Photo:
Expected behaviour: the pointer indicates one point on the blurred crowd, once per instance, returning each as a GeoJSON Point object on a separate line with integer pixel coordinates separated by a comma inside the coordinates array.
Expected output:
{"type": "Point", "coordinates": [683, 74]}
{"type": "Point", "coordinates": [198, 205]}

▬▬▬▬▬▬

# DIRECTIVE
Lay out as a numbered list every line of the data from its first line through the line containing "Expected behaviour: the", inclusive, omitting any blank lines.

# SOLUTION FOR THIS PROBLEM
1. Photo:
2. Expected behaviour: the pointer indicates one point on the blurred crowd, once per instance, returning each as a GeoJSON Point object on a separate line with integer pixel coordinates separated by a comma inside the coordinates array.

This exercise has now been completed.